### Aim of the exercise
Return the data as a JSON list of strings, one string per line. Begin at the line that contains "the kiwi slice" and stop after the line that contains "left=311, top=0, right=363, bottom=20", skipping blank lines and leaving the pictures out.

>> Begin Source material

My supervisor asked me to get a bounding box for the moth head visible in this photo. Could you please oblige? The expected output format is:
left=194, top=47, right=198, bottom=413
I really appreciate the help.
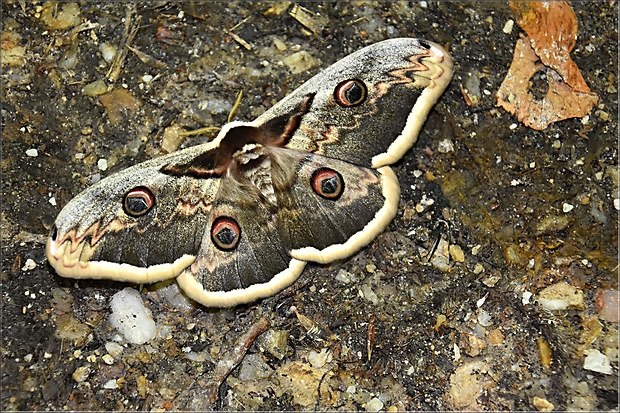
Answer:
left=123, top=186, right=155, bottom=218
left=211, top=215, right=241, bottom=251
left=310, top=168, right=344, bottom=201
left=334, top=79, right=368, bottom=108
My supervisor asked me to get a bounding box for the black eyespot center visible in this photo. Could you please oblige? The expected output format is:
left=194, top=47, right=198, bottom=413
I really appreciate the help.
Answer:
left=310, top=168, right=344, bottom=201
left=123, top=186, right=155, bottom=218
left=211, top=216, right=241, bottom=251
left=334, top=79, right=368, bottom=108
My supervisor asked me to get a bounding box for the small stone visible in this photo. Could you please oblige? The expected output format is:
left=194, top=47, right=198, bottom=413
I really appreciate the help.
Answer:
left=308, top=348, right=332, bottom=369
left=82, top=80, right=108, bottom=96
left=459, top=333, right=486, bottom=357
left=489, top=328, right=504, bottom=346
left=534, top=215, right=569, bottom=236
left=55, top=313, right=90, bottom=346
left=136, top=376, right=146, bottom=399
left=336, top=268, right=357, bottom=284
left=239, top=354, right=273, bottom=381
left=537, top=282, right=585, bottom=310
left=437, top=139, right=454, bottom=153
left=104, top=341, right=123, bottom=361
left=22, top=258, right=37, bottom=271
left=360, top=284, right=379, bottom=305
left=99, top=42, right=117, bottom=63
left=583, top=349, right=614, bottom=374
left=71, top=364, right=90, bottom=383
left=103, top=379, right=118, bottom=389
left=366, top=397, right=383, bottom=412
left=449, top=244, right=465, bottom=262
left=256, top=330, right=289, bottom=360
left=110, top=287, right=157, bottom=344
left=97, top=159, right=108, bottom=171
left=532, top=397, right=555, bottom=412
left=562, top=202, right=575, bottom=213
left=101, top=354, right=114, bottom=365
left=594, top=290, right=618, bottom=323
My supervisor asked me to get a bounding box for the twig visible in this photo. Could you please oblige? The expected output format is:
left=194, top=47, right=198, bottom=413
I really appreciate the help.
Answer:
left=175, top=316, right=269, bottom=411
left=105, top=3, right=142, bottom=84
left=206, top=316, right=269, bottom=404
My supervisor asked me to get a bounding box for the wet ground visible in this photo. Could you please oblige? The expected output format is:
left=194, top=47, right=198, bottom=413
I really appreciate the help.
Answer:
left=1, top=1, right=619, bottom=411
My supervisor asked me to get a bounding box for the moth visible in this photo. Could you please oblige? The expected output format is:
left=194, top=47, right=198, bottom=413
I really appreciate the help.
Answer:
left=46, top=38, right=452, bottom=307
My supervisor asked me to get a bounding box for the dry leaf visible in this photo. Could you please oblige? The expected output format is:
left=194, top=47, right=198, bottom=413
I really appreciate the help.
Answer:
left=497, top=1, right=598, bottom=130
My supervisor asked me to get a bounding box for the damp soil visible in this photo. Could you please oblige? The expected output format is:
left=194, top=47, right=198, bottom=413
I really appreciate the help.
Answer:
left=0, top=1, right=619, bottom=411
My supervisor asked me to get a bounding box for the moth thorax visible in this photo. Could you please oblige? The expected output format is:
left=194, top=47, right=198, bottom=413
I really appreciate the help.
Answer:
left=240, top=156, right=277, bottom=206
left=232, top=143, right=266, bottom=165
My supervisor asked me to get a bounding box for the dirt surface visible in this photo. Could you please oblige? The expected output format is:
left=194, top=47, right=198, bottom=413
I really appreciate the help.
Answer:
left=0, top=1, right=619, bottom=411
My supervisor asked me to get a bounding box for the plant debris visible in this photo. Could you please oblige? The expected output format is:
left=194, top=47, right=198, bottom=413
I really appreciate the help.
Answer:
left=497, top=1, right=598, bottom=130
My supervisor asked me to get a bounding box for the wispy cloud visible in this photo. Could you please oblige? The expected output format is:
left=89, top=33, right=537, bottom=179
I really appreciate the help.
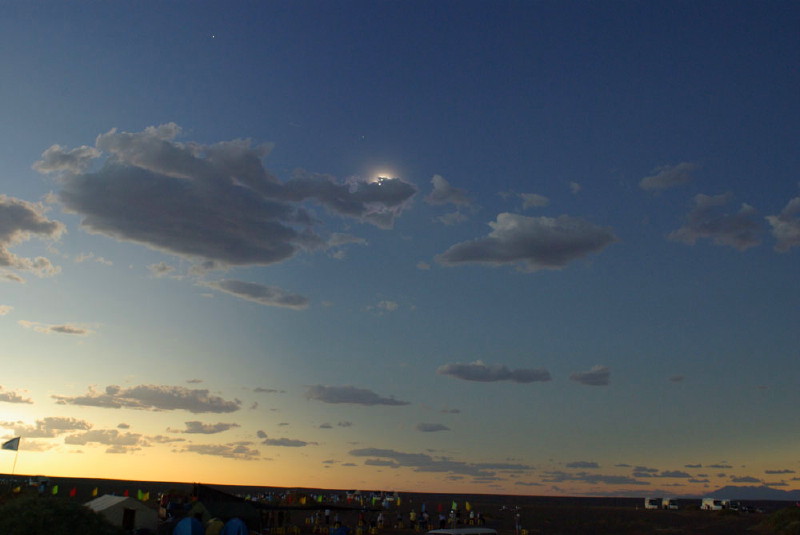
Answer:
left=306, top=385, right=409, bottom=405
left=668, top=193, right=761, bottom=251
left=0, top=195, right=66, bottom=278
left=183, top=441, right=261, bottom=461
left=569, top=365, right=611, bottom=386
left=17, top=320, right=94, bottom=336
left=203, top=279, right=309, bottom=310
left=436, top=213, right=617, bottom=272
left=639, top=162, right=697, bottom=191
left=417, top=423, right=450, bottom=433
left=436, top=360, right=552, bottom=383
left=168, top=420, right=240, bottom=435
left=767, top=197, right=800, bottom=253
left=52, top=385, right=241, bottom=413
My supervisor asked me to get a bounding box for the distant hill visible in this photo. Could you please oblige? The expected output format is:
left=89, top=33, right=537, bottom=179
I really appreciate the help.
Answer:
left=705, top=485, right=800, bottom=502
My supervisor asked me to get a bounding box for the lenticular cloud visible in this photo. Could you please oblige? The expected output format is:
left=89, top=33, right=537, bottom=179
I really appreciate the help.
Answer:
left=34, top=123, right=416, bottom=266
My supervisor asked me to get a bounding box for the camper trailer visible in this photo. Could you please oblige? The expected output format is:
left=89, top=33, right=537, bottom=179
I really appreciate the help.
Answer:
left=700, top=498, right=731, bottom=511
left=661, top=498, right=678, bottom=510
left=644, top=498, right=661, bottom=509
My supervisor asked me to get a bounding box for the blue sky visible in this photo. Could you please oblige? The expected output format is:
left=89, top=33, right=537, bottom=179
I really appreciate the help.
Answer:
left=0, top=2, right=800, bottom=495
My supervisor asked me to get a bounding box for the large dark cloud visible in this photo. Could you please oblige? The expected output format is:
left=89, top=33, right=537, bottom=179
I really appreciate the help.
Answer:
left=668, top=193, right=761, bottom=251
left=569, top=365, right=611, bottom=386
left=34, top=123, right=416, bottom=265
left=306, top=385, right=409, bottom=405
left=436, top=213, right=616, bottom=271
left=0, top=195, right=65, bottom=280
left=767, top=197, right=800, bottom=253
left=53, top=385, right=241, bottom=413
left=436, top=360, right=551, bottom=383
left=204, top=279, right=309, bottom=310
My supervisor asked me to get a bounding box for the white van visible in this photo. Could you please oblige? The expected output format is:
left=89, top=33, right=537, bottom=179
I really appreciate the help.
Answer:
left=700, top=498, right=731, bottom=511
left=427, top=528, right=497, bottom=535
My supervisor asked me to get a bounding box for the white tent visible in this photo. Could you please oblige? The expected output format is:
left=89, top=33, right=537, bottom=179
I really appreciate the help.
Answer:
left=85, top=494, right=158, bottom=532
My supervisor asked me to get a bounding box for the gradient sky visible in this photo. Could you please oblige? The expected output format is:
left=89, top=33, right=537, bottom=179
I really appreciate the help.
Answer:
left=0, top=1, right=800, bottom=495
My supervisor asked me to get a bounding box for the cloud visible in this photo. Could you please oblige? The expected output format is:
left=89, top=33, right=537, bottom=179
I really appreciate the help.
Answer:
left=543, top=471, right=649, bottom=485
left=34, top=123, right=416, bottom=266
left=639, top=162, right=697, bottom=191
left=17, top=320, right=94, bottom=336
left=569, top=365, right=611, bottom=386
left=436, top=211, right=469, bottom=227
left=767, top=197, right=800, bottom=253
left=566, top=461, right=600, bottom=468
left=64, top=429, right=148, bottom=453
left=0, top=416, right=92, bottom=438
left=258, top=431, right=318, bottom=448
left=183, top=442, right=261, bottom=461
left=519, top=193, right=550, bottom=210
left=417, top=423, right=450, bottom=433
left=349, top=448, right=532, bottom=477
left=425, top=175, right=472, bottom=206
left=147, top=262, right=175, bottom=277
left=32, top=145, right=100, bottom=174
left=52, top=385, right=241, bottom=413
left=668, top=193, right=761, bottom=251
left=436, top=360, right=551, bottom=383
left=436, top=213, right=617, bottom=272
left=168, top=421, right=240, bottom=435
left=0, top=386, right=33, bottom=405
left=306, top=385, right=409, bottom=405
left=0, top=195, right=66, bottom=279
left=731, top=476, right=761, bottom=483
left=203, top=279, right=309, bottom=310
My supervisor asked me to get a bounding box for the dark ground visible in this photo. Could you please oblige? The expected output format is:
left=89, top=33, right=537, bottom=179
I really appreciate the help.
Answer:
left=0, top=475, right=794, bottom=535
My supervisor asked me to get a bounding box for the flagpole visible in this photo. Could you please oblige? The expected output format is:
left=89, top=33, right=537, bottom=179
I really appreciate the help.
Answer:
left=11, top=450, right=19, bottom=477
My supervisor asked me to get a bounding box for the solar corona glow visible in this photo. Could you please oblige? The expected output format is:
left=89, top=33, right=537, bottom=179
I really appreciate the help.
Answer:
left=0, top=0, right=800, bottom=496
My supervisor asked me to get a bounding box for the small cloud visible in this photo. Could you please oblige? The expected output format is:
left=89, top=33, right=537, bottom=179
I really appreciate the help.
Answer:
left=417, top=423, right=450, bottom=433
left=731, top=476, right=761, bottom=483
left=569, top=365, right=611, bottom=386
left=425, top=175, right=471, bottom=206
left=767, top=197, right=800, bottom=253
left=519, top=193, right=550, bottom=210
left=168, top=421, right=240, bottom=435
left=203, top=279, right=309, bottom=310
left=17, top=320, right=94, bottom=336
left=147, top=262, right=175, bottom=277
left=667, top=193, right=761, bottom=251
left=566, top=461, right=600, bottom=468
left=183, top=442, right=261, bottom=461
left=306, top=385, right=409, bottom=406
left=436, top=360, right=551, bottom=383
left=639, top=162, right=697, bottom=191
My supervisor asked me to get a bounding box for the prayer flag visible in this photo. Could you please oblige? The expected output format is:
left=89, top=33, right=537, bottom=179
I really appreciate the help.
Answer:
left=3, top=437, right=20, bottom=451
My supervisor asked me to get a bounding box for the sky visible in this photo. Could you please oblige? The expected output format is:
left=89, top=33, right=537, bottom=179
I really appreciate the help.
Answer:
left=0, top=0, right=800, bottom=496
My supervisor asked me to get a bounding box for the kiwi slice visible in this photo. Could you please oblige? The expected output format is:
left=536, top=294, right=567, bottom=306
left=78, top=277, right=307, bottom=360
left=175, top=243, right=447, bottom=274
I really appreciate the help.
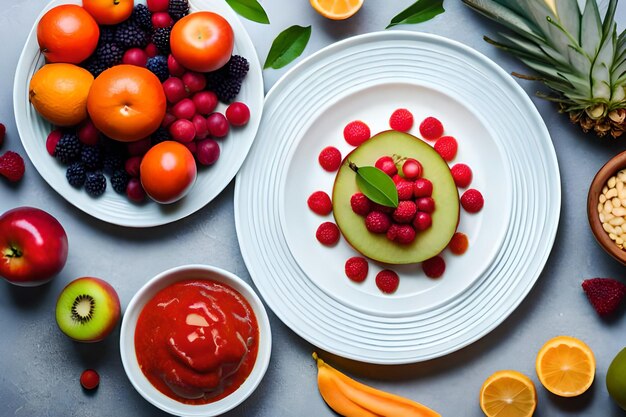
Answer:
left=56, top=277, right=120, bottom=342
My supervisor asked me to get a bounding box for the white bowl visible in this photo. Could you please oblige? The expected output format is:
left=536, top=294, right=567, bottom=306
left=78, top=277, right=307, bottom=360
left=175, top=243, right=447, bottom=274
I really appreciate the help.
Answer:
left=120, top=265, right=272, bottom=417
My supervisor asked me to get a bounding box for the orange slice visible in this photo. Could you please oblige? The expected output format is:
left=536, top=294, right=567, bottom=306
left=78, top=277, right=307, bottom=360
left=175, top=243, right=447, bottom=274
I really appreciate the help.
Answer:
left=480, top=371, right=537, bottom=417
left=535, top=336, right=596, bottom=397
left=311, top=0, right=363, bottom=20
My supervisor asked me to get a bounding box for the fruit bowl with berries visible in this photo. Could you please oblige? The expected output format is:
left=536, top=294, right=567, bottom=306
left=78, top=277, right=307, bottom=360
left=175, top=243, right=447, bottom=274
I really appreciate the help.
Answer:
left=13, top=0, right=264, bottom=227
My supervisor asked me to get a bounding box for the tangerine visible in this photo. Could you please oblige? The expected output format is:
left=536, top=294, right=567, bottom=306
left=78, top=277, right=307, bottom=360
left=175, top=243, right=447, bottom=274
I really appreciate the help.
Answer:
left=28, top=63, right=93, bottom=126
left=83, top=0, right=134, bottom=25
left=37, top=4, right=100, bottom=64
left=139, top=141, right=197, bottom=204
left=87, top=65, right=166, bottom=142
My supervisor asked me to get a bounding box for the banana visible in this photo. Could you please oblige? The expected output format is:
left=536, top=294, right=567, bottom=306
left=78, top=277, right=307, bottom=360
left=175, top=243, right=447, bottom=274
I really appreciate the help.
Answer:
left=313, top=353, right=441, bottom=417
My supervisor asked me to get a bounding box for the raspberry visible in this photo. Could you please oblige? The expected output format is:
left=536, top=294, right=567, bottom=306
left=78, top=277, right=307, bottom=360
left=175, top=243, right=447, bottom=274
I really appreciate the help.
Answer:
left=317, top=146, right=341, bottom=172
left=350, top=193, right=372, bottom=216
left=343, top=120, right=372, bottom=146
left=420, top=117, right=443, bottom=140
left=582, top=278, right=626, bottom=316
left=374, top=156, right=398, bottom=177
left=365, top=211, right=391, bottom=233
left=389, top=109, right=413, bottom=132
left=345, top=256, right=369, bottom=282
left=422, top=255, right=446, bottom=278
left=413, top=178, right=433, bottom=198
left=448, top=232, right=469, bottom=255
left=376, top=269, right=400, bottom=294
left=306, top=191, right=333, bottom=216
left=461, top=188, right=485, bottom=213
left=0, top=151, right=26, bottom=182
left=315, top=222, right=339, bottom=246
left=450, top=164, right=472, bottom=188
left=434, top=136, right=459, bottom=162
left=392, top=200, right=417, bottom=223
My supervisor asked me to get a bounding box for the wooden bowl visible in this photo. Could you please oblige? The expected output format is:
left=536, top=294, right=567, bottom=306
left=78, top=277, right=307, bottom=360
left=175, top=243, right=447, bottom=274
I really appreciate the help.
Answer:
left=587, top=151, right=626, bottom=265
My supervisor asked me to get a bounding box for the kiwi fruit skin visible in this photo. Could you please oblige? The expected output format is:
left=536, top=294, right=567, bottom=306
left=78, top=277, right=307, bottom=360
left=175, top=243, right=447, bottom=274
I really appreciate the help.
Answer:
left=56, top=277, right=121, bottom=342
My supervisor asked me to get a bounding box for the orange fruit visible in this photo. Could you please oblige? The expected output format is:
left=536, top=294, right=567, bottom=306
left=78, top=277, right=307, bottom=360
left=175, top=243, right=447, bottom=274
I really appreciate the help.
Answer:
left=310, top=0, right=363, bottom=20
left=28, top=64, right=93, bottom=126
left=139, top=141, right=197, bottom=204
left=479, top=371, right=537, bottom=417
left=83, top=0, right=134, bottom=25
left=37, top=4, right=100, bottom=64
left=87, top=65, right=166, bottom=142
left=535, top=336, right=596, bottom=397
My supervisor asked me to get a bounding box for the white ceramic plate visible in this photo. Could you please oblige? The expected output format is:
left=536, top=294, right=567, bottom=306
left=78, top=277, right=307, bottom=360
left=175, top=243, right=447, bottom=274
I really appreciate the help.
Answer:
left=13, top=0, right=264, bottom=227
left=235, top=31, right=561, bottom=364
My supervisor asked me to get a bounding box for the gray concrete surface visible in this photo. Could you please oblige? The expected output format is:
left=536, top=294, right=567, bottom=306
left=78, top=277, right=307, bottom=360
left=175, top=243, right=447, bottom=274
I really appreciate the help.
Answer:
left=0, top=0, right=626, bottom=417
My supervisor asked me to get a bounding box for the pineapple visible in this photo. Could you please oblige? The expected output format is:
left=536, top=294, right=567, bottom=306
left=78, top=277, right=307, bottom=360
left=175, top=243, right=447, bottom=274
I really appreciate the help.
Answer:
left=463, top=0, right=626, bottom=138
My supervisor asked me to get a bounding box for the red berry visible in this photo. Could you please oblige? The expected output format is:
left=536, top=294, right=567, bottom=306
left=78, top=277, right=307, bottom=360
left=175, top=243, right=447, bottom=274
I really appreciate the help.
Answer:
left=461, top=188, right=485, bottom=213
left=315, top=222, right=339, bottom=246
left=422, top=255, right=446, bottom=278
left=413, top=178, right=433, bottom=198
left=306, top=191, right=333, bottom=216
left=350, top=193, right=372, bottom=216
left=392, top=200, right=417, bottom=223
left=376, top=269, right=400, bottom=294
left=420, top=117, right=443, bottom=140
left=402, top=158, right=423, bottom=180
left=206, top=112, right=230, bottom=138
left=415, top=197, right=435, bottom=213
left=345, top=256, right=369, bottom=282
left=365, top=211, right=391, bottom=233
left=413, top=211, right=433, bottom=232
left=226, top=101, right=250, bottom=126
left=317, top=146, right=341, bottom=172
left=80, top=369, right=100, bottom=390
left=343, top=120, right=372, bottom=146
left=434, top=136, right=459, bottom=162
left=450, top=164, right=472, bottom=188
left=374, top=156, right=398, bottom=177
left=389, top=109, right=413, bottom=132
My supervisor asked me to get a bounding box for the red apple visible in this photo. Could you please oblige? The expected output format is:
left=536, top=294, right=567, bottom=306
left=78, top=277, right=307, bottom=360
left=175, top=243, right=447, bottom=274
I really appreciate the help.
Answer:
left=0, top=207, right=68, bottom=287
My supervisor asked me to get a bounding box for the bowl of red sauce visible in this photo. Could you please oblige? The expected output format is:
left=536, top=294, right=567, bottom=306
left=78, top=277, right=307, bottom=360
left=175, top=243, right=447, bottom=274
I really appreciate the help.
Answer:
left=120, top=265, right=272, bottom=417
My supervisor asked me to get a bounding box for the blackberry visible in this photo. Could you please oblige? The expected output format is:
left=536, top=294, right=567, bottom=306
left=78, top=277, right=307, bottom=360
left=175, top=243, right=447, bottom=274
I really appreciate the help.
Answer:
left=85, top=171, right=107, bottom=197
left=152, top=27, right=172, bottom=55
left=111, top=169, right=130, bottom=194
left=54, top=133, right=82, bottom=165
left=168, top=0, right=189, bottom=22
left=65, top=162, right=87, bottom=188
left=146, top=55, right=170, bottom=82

>> End Source material

### Expected output
[
  "My supervisor asked me to get a bounding box for the kiwi slice visible in this photo. Could you please oblige? The expected output format is:",
  "left=536, top=294, right=567, bottom=306",
  "left=78, top=277, right=307, bottom=360",
  "left=175, top=243, right=447, bottom=274",
  "I really appreciate the help.",
  "Answer:",
  "left=56, top=277, right=120, bottom=342",
  "My supervisor asked me to get a bounding box for the white bowl visible in this photo. Could you please oblige? The expected output format is:",
  "left=536, top=294, right=567, bottom=306",
  "left=78, top=277, right=307, bottom=360",
  "left=175, top=243, right=447, bottom=274",
  "I really appreciate the help.",
  "Answer:",
  "left=120, top=265, right=272, bottom=417",
  "My supervisor asked me to get a bounding box for the orange slice visible in this photo. Could you please oblige? The expected output format is:",
  "left=536, top=294, right=567, bottom=306",
  "left=78, top=277, right=307, bottom=360",
  "left=175, top=243, right=447, bottom=274",
  "I really appreciate the help.",
  "Answer:",
  "left=480, top=371, right=537, bottom=417",
  "left=535, top=336, right=596, bottom=397",
  "left=311, top=0, right=363, bottom=20"
]